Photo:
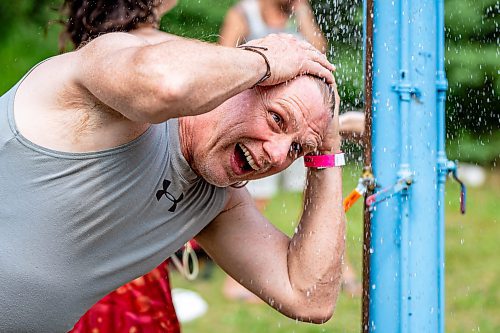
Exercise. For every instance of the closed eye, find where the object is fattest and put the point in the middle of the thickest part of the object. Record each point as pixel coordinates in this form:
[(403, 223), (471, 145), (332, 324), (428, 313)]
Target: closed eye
[(277, 118)]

══════

Required work = Copy every row above word for word, leaving out the pictures.

Written response =
Photo:
Exercise. For every instance of the closed eye, find where the object is fattest and put the point in the middle of the thickest part of the object. Record each point as pixel coordinates in this form:
[(403, 223), (471, 145), (332, 324), (428, 313)]
Target: closed eye
[(277, 118)]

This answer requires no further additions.